The development of satellite urban areas is expected to help Hà Nội share the burden of accommodation, training, industry and services, but resources are needed to develop this model, according to experts.
Under the Masterplan for Hà Nội’s socio-economic development to 2020, with a vision to 2030, the capital city will have five satellite towns with different functions and characteristics, including Hòa Lạc, Sơn Tây, Xuân Mai, Phú Xuyên and Sóc Sơn.
The Xuân Mai satellite urban area is quite
slovenly. Experts said that resources are needed to develop the
satellite urban model. – Photo tienphong.vn
Xuân Mai satellite town will be the urban area of services - industries supporting the development of small industries and craft village systems; Phú Xuyên satellite town is dedicated to industry, transportation hubs, and transshipment of goods; and Sóc Sơn satellite town will focus on the development of industry and air services, eco-resort tourism, medical centers and universities.
Director of the Institute of Construction and Urban Economics, Phạm Sỹ Liêm, said at a recent conference on satellite urban areas for Hà Nội that these are designed to ease the burden on cities, particularly coping with such “diseases” as pollution, traffic congestion, infrastructure shortage and social ills.
The head of the Hà Nội Institute of Socio-economic Development Study, Nguyễn Hồng Sơn, said satellite towns were effective and necessary solutions to the population growth, expected to reach 6.2 million by 2020-2030, and to the pressure on infrastructure and environmental pollution in the city centre.
The number of vehicles in Hà Nội keeps increasing, reaching 5.4 million motorbikes and 600,000 cars by September this year, which leads to regular traffic jams.
However, Hà Nội is facing many difficulties in building the satellite town as planned.
Former vice chairman of the municipal People’s Council, Lê Văn Hoạt, said there were still no policies and programmes to encourage the development of satellite urban areas. The city also faced challenges in mobilising investment for developing the infrastructure, he said.

Data excerpts:
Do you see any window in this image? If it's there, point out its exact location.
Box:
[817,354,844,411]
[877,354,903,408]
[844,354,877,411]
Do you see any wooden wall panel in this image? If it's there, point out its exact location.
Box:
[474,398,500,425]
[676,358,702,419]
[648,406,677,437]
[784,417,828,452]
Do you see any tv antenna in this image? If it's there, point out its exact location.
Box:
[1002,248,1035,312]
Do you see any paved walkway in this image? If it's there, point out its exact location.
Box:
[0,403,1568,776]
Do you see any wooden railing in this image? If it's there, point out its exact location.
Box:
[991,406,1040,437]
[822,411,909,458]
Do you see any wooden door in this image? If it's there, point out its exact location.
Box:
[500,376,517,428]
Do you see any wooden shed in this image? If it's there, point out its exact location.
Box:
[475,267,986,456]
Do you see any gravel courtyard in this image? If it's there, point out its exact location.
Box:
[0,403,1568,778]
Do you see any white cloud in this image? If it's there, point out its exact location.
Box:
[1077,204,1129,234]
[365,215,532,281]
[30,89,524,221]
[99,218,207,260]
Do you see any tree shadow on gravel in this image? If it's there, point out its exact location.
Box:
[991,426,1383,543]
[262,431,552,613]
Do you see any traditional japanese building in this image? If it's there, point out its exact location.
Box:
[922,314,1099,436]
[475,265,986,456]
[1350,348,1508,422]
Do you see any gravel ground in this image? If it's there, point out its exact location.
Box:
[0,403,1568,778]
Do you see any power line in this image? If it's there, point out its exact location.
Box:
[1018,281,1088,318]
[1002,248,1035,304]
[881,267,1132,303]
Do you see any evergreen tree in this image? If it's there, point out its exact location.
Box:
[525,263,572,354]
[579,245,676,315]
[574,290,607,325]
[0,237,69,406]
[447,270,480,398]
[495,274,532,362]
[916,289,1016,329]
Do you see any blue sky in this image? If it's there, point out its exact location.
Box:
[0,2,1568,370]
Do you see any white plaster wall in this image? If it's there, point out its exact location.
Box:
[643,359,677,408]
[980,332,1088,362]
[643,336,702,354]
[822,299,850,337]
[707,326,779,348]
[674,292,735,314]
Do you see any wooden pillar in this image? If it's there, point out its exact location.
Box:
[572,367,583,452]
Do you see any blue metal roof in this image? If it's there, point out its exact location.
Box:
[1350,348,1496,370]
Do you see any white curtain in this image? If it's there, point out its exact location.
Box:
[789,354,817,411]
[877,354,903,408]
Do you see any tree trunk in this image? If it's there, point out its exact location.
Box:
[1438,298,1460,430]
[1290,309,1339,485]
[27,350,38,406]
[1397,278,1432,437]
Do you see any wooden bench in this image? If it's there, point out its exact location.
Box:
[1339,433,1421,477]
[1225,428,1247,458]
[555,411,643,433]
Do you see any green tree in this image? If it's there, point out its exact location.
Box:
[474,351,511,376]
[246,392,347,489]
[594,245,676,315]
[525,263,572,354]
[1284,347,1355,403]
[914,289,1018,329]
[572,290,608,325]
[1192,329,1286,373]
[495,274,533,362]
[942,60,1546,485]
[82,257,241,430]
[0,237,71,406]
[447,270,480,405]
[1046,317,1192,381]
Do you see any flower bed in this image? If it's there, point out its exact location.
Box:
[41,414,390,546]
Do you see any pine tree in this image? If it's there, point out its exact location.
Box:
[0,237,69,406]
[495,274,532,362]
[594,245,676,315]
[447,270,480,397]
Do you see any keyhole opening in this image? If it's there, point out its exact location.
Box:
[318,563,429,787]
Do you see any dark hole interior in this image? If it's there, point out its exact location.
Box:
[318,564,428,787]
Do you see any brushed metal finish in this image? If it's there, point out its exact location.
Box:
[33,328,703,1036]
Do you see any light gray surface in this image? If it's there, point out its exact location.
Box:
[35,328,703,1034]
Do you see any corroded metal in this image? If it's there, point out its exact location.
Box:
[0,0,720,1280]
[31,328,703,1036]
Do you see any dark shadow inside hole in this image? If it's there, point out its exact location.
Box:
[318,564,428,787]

▶ **What to work on**
1. Using the article on Hà Nội's satellite towns, answer each question:
(a) Which five satellite towns does the masterplan provide for?
(b) What population figure is expected for Hà Nội by 2020-2030?
(c) How many motorbikes and cars did Hà Nội have by September?
2. In the article on Hà Nội's satellite towns, turn the paragraph beginning "Xuân Mai satellite town will be the urban area" into a list with one item per town, keeping its main facts.
3. Continue the article on Hà Nội's satellite towns, starting after its final sentence.

▶ **Answers for the tasks**
1.
(a) Hòa Lạc, Sơn Tây, Xuân Mai, Phú Xuyên and Sóc Sơn.
(b) 6.2 million.
(c) 5.4 million motorbikes and 600,000 cars.

2.
- Xuân Mai: services and industries that support small industries and craft village systems
- Phú Xuyên: industry, transportation hubs and goods transshipment
- Sóc Sơn: industry and air services, eco-resort tourism, medical centers and universities

3.
The development of satellite urban areas requires huge amounts of capital, while the budget earmarked for building and developing satellite urban areas remains limited, according to Sơn.
Investment in recent years focussed on developing infrastructure for the city centre, not for suburban areas, he said.
Participants at the conference agreed that it was harder to attract investors when the infrastructure and planning system was yet to be completed.
Given Hà Nội’s lack of preferential policies to develop satellite urban areas, many investors decided to invest in neighbouring provinces such as Thái Nguyên and Bắc Ninh, they said.
Another difficulty facing the development of satellite urban areas is the population spread, according to former vice chairman Hoạt. Encouraging people to move to satellite towns is a key to their success but the habit of house ownership also hinders this task. Not many people who own a house in the city centre want to move to satellite towns to live.
The head of the Hà Nội Institute of Construction Planning, Nguyễn Trúc Anh, said Hà Nội would need to have mechanisms and policies as well as supporting services to attract investment in satellite urban areas. Measures to attract city residents to live and work in satellite towns were also important, he said.
Many participants suggested that Hà Nội develop a transport system to connect the city centre with satellite towns. However, all agreed that this, too, would require investment resources.